WORK TO BE COMPLETED —
Shift every pixel coordinate in the listing below by adding 107 to each number, and write out the part that runs from the start of the listing through the line containing "pixel 252 141", keeping every line, including those without coordinates.

DATA PROVIDED —
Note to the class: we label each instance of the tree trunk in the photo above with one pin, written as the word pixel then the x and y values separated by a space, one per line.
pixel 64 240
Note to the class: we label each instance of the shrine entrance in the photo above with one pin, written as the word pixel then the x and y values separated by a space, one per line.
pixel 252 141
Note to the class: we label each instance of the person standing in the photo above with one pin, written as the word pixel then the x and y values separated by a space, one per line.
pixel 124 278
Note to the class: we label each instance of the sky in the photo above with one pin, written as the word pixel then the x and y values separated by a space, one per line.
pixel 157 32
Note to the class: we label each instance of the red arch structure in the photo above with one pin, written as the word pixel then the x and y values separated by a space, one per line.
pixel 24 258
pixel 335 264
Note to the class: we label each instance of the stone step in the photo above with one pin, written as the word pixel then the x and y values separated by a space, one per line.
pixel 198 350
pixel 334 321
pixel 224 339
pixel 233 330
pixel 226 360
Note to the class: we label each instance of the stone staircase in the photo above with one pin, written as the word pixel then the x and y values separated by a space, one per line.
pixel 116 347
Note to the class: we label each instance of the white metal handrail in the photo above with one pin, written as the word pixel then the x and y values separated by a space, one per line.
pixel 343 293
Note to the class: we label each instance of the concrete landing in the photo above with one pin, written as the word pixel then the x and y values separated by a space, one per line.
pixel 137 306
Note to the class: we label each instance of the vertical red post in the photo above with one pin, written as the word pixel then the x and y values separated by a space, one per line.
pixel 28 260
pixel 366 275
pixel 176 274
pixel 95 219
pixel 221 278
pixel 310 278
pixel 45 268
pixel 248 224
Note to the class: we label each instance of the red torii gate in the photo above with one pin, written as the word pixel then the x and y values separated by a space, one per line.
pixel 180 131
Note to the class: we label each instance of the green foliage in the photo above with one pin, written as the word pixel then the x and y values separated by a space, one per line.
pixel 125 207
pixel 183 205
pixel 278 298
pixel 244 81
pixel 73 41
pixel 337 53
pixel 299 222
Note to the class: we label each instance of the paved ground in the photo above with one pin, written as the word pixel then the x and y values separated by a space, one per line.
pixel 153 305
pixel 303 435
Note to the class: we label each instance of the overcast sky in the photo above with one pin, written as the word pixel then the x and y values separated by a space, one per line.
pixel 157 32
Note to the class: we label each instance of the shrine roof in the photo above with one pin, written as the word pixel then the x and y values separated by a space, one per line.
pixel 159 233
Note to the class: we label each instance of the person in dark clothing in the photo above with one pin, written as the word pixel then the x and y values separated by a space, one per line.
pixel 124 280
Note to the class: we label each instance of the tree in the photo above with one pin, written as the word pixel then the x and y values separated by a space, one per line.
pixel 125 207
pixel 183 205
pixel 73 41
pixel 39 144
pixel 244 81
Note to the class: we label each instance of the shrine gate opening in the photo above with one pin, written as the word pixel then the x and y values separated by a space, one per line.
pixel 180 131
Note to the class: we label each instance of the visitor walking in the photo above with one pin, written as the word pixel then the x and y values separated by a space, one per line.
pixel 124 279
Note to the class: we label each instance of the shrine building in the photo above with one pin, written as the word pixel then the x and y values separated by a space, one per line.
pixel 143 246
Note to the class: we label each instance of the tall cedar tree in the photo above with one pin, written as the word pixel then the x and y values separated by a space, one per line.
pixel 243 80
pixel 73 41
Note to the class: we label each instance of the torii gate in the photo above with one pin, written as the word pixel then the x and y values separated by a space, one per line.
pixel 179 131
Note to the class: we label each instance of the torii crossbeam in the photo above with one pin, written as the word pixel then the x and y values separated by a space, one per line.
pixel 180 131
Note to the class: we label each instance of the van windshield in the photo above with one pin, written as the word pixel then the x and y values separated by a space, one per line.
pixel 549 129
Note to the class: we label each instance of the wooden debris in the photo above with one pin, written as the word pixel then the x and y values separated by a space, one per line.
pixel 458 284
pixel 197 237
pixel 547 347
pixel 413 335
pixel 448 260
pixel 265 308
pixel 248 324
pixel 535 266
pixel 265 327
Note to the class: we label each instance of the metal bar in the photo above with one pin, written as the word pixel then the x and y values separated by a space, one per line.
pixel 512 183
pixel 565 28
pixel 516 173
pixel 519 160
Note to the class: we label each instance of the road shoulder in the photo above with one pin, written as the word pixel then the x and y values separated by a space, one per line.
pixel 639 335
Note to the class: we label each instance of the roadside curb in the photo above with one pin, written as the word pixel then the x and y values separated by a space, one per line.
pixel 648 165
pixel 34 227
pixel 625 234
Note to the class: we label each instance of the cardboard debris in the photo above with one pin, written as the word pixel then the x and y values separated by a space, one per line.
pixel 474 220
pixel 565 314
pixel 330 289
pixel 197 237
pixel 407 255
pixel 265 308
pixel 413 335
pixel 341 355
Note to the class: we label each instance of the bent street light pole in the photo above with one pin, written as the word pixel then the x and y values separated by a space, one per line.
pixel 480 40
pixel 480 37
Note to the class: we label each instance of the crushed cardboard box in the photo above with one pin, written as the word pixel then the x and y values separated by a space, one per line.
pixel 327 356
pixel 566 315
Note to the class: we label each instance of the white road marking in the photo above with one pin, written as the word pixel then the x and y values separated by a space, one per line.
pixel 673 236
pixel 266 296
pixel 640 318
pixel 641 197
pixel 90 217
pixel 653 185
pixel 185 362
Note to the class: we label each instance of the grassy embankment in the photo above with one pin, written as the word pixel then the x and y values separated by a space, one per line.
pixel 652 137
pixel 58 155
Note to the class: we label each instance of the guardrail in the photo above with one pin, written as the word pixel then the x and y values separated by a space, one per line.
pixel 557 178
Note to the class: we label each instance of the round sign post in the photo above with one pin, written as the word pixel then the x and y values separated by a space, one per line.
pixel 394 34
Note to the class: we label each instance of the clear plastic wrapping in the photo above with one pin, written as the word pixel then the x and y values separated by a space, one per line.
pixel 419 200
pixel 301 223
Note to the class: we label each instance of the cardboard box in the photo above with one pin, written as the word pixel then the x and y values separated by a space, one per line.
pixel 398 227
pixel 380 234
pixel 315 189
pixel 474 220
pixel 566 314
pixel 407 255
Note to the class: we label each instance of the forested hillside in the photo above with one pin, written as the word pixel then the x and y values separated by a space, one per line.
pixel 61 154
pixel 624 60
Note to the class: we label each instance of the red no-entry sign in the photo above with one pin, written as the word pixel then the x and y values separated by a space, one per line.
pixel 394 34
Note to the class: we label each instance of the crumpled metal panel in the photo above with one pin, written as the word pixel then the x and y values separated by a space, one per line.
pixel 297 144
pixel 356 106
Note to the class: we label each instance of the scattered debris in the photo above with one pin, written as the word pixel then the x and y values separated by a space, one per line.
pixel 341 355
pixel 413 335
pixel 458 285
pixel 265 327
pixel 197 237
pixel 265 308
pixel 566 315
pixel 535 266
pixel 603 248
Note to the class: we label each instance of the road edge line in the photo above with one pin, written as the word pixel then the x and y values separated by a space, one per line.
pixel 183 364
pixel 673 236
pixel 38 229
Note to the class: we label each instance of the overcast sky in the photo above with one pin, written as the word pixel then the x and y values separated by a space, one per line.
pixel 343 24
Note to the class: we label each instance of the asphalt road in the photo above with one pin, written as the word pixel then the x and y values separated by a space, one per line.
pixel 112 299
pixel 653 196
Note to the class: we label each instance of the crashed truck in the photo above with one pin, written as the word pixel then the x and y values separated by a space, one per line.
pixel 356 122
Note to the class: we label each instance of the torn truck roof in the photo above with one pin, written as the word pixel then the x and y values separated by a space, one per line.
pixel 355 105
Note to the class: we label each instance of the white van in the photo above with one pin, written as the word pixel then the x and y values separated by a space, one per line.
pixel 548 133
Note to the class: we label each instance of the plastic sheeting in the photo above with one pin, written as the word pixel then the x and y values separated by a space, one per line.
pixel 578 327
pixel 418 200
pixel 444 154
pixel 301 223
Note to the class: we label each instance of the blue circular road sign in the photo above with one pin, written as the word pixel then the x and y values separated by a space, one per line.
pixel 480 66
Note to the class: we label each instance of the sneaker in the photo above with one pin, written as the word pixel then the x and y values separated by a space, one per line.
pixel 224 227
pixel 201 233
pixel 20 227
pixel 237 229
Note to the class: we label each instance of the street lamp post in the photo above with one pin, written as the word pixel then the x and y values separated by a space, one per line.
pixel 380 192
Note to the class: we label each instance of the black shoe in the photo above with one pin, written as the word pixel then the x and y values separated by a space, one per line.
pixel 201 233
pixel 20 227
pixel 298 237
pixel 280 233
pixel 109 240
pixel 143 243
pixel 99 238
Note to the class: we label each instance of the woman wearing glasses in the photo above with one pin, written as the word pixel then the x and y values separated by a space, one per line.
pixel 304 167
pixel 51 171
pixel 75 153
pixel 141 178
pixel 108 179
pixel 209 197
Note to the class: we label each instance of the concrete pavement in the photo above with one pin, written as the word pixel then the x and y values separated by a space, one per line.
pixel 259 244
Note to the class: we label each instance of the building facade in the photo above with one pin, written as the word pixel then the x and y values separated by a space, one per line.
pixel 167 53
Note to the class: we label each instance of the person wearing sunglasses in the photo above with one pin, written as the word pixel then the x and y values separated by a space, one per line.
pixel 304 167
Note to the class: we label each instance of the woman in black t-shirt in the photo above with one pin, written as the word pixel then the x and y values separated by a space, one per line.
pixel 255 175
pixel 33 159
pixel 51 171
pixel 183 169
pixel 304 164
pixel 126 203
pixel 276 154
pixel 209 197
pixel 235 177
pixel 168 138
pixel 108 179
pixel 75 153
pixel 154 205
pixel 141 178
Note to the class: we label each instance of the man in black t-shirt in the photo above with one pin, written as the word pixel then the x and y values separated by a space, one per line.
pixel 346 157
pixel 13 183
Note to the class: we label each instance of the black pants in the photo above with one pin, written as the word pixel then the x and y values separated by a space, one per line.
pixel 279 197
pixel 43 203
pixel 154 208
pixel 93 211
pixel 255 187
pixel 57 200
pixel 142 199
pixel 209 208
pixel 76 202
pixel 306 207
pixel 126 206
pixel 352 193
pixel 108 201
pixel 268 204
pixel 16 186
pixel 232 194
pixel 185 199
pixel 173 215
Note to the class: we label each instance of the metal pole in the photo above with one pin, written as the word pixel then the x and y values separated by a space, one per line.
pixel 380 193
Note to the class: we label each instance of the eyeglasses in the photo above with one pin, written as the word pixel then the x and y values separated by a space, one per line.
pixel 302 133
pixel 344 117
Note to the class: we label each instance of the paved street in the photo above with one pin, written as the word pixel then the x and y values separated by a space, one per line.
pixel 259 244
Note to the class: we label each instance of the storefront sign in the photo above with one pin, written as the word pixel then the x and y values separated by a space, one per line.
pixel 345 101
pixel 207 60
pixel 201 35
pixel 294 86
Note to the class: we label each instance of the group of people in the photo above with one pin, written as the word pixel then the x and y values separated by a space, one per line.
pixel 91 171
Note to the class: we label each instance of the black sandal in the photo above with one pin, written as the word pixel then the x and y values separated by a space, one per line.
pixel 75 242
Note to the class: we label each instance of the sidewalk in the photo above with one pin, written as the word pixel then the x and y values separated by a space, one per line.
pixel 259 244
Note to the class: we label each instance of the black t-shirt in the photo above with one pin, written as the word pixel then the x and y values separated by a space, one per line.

WRITTEN SOLUTION —
Note to the class: we label each instance of the tree trunk in the photo above with one pin, written as the word pixel then the x and y values separated by a space, one per line.
pixel 171 347
Note to the class: we label each instance of the shrine entrance in the photo above with one pin, written as the word pixel then the x and y values separated by a space, one per line.
pixel 359 248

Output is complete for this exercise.